>> start Records to process

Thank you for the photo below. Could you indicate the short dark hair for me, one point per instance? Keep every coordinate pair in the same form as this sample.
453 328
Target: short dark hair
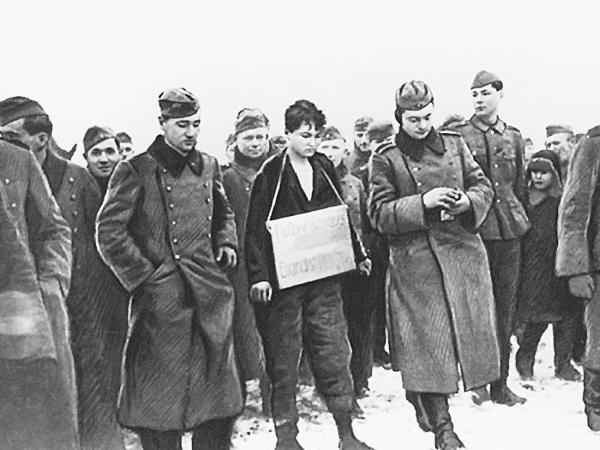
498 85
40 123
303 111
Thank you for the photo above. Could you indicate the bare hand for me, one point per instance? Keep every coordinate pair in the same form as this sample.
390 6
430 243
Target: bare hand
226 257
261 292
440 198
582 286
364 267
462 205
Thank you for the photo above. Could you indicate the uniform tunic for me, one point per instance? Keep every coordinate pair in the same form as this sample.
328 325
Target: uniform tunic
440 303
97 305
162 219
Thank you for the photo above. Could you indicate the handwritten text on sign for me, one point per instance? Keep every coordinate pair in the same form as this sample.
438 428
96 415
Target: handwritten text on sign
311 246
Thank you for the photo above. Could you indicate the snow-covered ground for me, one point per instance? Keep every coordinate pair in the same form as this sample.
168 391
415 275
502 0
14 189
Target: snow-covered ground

>> end Records to process

◆ **Written exercise**
Update the lines above by changing "one point per instance" to "one point for each instance" wherever it occurs, and keep everything else the same. Omit the pictures from your answer.

◆ **Result of the exercise**
Thank you for the photo below. Could you indicate the short dark hair for me, one point for each instance? Keep every coordinate pair in the same form as this sample.
453 328
Target: short dark hair
498 85
40 123
303 111
Thank you for the photo above. Could you indicate the bare hand for me, one point for each instance? Keep every coordinate pair in the same form as this sample.
390 6
430 243
Target: bare hand
226 257
261 292
440 198
582 286
364 267
462 205
Thank you for the photo above. Could you indicate the uniform tunic for me, one point for each instance? Keep every coordinate pair in the same form as this sample.
328 325
Target: uniform tunic
440 303
97 305
162 219
Thank you for the photo above. Could you indicate the handwritten text on sign for me, one point for each instance? Keep every coordinate pair in the same form as this sample.
438 428
96 415
Target: handwritten text on sign
311 246
Thank you for the photo above. Could you indicate the snow-covered ground for me, one point for each instance? Keep every coordinate pair in the same form as this sample.
168 391
415 275
502 0
14 189
Target: snow-covered ground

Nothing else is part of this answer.